##### PASSAGE PROVIDED
From what I know the Plant a Tree in ’73 campaign, which encouraged people, organisations etc in Britain to plant trees in 1973, was a well-known campaign and resounding success.
In line with that and a modern-day plethora of merchandise that tends to be available for campaigns, projects etc, I thought there would be all kinds of related promotional items both online and at “a certain well-known online auction and commerce site”.
But no, apart from some Royal Mail postage stamps releases to commemorate the campaign I found very little.
There are not even all that many photographs archived online of activities surrounding the campaign, which was also rather surprising considering the high-profile success of the campaign – and also in these days when you expect nearly everything ever to have a substantial repository of archival recordings, photographs etc scattered around the web.
##########
##### DATA LINES
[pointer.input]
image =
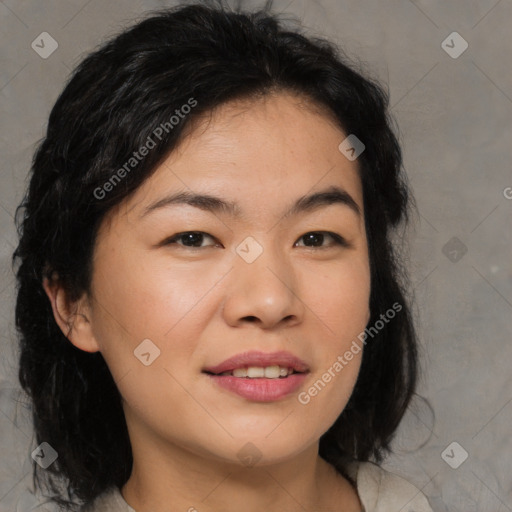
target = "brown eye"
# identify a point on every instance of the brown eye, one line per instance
(316, 238)
(192, 239)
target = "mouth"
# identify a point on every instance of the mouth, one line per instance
(258, 372)
(260, 377)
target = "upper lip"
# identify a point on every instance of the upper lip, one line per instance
(262, 359)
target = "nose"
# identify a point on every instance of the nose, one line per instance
(264, 292)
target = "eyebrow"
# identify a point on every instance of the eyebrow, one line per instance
(209, 203)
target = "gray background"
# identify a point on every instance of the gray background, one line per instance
(454, 116)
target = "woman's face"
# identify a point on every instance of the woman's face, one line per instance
(262, 276)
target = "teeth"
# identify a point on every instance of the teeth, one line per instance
(258, 372)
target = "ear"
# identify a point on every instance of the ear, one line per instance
(74, 319)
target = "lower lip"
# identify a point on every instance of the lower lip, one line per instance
(260, 389)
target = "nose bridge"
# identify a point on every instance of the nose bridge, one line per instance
(263, 285)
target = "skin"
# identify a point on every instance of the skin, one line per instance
(201, 305)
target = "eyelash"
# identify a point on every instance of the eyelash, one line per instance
(338, 240)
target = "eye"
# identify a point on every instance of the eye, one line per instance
(190, 239)
(315, 239)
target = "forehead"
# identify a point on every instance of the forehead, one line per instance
(260, 153)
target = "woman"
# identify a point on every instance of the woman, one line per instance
(210, 309)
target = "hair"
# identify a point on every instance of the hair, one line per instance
(112, 102)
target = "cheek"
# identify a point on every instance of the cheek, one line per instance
(340, 296)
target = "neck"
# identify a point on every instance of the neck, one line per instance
(169, 477)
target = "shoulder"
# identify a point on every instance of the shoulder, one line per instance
(380, 490)
(109, 501)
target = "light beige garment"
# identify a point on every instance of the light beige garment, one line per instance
(379, 491)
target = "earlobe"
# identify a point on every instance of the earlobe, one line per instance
(74, 319)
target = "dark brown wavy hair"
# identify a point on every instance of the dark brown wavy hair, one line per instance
(112, 102)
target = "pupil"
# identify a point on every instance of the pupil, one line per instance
(194, 238)
(313, 237)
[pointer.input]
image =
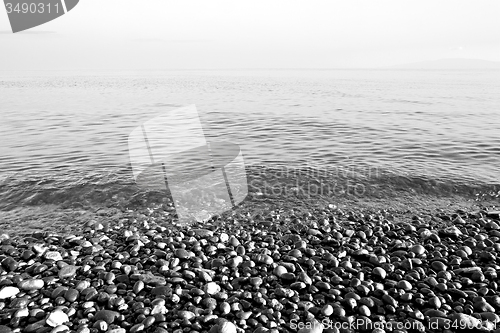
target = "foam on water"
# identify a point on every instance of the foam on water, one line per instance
(63, 138)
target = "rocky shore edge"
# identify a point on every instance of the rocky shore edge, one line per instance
(326, 270)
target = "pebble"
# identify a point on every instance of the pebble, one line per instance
(32, 284)
(56, 318)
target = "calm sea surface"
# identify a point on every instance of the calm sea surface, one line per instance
(62, 132)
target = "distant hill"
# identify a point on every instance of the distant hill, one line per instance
(451, 64)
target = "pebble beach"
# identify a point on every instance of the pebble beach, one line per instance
(317, 268)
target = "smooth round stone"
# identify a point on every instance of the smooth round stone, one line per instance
(60, 328)
(8, 292)
(56, 318)
(265, 259)
(40, 269)
(107, 316)
(279, 271)
(10, 264)
(465, 321)
(5, 329)
(438, 266)
(379, 272)
(418, 249)
(71, 295)
(225, 327)
(53, 255)
(20, 302)
(211, 288)
(327, 310)
(203, 233)
(405, 285)
(182, 254)
(24, 312)
(483, 306)
(312, 327)
(67, 271)
(434, 302)
(32, 284)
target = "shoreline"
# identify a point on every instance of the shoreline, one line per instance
##########
### TO BE DONE
a – In the passage about the Plant a Tree in ’73 campaign, list the specific kinds of campaign-related items or records the writer says were looked for or found online.
b – Answer these questions from the passage about the Plant a Tree in ’73 campaign:
(i) In what year did the campaign encourage people in Britain to plant trees?
(ii) Who released postage stamps to commemorate the campaign?
(iii) Which photographs does the writer say are not archived online in large numbers?

### PER-TASK ANSWERS
a –
- Related promotional items
- Royal Mail postage stamps
- Photographs of activities surrounding the campaign

b –
(i) 1973
(ii) Royal Mail
(iii) Photographs of activities surrounding the campaign